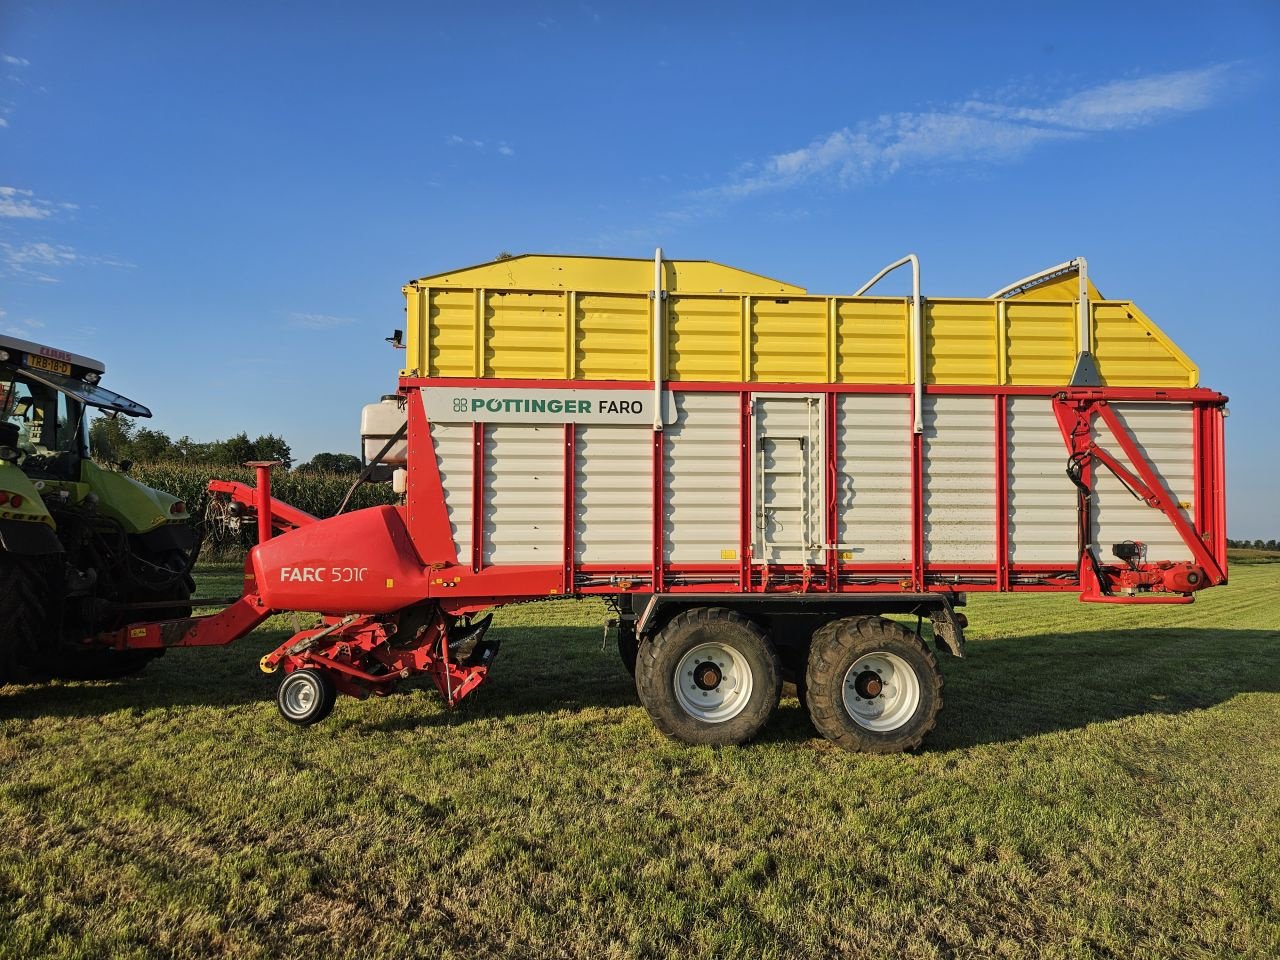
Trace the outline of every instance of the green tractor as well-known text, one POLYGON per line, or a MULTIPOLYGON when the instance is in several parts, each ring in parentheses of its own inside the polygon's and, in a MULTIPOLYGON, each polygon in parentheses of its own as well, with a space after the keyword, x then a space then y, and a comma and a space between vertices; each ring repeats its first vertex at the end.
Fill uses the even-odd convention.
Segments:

++++++++++++++++++++

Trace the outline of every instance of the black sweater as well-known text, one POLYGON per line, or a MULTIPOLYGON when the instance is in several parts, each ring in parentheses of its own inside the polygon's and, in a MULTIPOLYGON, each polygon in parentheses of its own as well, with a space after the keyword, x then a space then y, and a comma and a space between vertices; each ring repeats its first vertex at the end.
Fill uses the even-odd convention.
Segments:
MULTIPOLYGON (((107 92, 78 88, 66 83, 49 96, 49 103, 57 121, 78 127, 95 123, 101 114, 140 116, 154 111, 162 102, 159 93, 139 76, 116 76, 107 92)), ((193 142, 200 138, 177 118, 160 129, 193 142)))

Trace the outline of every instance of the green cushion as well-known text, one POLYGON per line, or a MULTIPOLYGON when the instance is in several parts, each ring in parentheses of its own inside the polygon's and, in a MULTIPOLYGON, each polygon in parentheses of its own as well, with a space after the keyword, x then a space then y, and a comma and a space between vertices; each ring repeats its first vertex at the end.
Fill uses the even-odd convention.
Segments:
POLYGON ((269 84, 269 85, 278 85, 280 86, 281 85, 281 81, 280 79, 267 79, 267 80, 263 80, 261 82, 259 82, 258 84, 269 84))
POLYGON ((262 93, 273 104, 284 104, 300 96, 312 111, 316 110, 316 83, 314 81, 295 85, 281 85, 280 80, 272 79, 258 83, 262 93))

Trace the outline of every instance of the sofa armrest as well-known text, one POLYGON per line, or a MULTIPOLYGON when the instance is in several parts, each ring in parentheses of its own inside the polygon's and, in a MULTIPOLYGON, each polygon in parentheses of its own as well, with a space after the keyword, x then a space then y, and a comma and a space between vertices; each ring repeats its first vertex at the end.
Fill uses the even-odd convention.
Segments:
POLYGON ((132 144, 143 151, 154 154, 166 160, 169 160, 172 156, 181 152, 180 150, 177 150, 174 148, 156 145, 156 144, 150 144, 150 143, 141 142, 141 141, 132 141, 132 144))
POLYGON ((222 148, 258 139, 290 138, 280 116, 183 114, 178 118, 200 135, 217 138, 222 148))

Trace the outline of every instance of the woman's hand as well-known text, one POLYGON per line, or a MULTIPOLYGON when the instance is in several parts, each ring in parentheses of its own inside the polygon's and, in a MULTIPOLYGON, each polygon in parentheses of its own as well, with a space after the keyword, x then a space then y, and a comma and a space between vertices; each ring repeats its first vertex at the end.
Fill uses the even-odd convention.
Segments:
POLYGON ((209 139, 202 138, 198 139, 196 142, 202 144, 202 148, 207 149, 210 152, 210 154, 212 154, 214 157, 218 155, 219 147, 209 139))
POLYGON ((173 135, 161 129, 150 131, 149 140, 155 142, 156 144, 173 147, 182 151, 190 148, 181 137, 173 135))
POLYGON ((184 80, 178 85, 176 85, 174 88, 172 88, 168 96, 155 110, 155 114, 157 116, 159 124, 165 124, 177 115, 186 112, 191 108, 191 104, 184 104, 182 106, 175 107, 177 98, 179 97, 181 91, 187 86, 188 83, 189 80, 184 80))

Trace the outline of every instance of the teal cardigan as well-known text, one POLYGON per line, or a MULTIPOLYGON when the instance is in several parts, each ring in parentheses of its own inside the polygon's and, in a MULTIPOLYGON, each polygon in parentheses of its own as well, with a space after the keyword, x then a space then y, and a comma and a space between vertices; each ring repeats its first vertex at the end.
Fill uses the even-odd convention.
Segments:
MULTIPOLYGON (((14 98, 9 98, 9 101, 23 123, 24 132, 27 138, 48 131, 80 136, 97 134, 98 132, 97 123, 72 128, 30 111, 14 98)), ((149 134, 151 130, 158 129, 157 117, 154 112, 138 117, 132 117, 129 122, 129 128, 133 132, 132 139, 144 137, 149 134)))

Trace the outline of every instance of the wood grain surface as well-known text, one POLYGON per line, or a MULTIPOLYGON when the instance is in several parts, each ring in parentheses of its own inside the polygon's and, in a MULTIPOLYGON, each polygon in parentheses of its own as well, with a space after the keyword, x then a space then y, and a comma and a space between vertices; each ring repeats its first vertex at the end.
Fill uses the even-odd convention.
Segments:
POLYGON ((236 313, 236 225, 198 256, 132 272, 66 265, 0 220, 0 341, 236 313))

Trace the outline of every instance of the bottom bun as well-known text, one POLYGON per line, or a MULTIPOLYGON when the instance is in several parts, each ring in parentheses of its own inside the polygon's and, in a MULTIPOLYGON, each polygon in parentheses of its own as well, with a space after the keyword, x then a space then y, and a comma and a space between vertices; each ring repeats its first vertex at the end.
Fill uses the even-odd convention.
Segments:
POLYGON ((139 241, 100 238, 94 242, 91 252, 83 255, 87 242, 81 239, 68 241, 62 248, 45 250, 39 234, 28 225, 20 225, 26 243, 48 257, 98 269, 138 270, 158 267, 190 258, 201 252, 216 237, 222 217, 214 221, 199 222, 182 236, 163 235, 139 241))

++++++++++++++++++++

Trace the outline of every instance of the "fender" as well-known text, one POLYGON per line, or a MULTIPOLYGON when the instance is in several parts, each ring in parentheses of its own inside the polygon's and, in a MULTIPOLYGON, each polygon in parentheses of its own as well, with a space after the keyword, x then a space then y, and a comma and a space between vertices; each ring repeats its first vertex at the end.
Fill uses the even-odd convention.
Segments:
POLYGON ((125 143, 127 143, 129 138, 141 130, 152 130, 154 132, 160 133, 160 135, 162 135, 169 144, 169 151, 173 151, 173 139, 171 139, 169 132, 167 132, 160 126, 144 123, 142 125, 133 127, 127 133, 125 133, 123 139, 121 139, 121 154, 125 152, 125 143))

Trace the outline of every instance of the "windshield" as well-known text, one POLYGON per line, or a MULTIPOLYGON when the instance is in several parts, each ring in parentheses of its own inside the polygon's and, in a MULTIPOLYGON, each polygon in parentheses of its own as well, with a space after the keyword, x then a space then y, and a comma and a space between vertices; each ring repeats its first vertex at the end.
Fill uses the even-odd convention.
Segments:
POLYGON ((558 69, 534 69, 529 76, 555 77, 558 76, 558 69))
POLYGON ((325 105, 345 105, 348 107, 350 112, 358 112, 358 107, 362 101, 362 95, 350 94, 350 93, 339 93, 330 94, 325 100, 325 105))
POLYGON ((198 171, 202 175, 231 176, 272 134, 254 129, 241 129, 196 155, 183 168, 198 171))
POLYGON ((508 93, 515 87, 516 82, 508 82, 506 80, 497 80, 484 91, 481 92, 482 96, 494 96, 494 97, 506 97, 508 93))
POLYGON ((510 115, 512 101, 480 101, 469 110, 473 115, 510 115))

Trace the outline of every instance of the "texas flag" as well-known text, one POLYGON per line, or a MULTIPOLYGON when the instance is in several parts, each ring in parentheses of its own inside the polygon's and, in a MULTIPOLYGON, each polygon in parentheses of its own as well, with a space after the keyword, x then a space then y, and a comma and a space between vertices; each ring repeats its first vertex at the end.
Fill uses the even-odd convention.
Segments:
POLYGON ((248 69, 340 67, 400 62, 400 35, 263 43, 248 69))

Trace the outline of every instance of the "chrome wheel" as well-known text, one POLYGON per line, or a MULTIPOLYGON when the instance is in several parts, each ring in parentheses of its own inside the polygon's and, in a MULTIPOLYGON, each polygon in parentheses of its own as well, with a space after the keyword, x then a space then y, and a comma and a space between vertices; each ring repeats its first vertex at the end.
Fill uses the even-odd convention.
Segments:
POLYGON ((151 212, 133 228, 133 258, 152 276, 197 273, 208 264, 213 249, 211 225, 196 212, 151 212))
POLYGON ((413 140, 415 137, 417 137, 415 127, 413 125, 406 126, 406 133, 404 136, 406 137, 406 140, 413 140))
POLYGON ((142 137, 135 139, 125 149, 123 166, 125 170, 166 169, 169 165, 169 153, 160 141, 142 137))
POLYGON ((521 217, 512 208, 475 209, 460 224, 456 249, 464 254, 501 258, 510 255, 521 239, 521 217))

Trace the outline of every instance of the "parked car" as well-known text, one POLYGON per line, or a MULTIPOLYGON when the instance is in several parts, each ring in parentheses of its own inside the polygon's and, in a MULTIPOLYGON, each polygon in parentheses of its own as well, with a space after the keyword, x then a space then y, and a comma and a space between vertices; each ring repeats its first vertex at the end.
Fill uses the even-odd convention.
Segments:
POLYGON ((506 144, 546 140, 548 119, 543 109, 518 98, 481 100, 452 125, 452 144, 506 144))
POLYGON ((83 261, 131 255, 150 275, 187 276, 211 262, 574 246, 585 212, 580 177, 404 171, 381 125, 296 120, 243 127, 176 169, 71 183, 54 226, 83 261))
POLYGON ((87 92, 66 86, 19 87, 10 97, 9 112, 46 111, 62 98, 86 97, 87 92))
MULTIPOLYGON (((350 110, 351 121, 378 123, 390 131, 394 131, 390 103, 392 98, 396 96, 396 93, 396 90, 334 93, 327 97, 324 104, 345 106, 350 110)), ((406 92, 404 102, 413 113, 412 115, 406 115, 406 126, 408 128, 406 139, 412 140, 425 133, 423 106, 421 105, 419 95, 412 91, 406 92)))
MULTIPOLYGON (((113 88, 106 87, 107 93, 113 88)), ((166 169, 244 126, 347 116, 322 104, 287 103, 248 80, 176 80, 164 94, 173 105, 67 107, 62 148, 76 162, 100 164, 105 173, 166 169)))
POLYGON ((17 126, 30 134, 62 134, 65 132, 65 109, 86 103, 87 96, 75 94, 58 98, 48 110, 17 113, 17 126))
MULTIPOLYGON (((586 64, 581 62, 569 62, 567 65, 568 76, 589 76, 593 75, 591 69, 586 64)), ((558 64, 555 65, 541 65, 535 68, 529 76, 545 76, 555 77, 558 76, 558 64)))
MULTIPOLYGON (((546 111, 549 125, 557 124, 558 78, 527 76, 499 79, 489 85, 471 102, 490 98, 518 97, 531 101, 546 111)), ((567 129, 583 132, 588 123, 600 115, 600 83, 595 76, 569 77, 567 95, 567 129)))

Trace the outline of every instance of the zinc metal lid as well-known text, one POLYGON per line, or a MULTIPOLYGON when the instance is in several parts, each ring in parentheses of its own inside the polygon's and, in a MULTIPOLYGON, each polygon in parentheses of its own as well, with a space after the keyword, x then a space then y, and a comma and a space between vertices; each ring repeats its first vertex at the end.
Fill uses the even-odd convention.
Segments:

++++++++++++++++++++

### WORK ORDER
Write out each line of the data that holds the string "green".

### OUTPUT OF THE EXERCISE
Trace the outline of every instance of the green tractor as well-known text, one POLYGON per line, or a MULTIPOLYGON when the instance is in several parts, each ring in parentheses of its own inside the polygon's and, in a MULTIPOLYGON, each polygon in parentheses of its own as well, with a space after the keyword, x then a space then y, and a comma and a space between vertices; each ring repeats its first vertex at the end.
Trace the outline of every instance of the green cushion as well-known text, one POLYGON per line, or a MULTIPOLYGON when the instance is in several parts, each ring in parentheses of its own inside the polygon's and, in a MULTIPOLYGON, each polygon in parentheses of its own as well, with a space after the keyword, x then a space then y, and a comma and a space between vertices; each ring repeats its first vertex at the end.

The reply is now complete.